## What is needed
For each statement below, answer yes or no according to the Darfur passage, and quote the words of the passage that decide it.
1. The author first went to Sudan in the year the insurgency in Darfur began.
2. The panel assembled by the GAO and the US Academy of Sciences had 15 experts.
3. The experts judged the high-level mortality estimates to be the most reliable.

I first went to Sudan in 2003, the year that the insurgency began in the Darfur region of the country. Very quickly, I began to notice something distinctive in the way the western press reported the conflict in the province. I had written a book on the genocide in Rwanda, and academic papers on the conflicts
in eastern Congo and Angola. The global media had treated those events as if they had unfolded in the dark of the night. But not Darfur. Darfur was globalised from the outset and was made the subject of a media blitz.
There was an obvious reason for this. Darfur – unlike Congo, Angola and Rwanda – was the focus of a political campaign in the United States, the Save Darfur movement. But one of the effects of its becoming a domestic issue in the US was a series of distortions of the historical record.
The first concerned just how many people had actually died in Darfur at the height of the conflict in 2003-2004. This is the question that the Government Accountability Office (GAO), an audit agency of the US government, asked in 2006. The GAO got together with the US Academy of Sciences and asked a panel of 12 experts to assess the reliability of six different mortality estimates – from a high of roughly 400,000, from researchers linked to Save Darfur, to a low of between 50,000 and 70,000 by the World Health Organisation. The experts were unanimous that the high-level estimates were the least reliable and the lower figures generally more reliable. A broad consensus identified a WHO-connected research unit in Europe, the Centre for Research on the Epidemiology of Disasters (CRED), as the source of the most reliable estimate: 118,142.

## Record set
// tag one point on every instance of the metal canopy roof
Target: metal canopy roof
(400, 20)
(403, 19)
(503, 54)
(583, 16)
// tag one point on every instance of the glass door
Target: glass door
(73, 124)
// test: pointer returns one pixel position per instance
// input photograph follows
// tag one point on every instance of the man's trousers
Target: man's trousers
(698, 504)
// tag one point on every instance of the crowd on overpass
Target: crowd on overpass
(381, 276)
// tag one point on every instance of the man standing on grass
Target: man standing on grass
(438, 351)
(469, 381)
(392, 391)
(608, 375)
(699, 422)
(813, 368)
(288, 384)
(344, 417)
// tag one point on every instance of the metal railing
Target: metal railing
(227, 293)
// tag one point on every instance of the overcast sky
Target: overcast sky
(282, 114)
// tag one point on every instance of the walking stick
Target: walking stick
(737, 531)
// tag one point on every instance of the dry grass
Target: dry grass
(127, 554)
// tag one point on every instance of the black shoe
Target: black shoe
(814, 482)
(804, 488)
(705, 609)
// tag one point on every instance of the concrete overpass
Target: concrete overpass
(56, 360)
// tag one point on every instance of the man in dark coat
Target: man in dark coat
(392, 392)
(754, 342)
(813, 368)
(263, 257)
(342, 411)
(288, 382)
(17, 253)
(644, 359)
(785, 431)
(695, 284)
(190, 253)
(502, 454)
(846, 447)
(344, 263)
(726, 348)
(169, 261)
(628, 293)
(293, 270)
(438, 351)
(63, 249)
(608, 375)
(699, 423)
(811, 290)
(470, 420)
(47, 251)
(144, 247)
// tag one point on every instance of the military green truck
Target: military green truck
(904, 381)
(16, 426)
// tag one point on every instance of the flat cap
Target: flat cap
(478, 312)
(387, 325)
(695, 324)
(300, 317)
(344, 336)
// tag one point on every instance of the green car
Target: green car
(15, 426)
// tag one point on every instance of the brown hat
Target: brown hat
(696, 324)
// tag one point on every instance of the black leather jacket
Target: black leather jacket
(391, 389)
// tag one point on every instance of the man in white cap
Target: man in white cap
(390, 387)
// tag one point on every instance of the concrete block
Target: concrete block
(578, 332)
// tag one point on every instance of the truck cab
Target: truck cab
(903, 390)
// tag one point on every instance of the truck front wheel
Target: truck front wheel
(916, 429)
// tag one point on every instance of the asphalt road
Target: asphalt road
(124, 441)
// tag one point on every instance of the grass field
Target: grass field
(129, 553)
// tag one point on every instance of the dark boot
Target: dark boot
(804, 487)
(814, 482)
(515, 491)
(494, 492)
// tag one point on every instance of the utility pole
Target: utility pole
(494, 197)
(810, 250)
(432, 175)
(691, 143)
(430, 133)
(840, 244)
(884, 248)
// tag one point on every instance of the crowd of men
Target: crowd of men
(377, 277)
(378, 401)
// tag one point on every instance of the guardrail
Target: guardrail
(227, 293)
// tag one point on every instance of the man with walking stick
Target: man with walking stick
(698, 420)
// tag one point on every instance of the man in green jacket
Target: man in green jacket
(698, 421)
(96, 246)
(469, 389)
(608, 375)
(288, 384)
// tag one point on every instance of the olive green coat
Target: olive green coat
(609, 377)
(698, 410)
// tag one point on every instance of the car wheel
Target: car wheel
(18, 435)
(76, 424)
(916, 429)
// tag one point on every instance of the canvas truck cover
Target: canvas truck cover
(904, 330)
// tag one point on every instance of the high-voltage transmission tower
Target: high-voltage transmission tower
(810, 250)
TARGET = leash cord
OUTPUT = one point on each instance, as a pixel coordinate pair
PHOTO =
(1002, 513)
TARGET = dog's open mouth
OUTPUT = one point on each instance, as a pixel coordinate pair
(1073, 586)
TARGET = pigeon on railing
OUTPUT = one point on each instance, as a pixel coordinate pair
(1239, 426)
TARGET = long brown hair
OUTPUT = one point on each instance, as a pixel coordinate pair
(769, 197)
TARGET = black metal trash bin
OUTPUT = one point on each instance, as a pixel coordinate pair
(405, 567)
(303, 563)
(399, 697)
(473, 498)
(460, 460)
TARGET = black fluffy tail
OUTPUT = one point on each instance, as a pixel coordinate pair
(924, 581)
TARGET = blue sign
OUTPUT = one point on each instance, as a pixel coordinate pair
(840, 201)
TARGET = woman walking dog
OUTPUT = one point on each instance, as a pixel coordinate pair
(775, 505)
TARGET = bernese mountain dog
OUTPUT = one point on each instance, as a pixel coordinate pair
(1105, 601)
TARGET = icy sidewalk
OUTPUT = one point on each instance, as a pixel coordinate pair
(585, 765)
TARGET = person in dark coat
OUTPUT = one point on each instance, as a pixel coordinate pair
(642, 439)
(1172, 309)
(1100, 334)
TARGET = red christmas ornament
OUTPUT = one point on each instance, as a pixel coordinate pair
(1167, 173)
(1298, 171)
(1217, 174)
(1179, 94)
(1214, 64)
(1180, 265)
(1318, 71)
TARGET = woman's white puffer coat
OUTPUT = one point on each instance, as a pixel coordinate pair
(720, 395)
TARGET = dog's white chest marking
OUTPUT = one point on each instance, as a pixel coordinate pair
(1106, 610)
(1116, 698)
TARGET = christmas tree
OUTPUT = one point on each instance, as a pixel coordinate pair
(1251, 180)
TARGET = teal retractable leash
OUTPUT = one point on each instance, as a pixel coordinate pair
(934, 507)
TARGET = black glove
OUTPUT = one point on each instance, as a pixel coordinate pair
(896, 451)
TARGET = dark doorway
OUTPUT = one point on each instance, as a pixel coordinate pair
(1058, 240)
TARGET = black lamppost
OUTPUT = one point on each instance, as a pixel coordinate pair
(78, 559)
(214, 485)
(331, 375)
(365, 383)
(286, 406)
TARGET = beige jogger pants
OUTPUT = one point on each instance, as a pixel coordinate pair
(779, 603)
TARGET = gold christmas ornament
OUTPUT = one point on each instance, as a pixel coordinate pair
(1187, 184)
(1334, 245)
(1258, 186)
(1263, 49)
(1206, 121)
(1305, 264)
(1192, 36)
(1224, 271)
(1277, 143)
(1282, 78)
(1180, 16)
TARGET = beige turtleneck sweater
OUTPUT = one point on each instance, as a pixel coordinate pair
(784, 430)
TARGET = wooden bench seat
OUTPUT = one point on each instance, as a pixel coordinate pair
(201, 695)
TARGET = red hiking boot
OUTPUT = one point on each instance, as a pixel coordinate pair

## The answer
1. Yes: "I first went to Sudan in 2003, the year that the insurgency began in the Darfur region of the country."
2. No: "asked a panel of 12 experts"
3. No: "The experts were unanimous that the high-level estimates were the least reliable"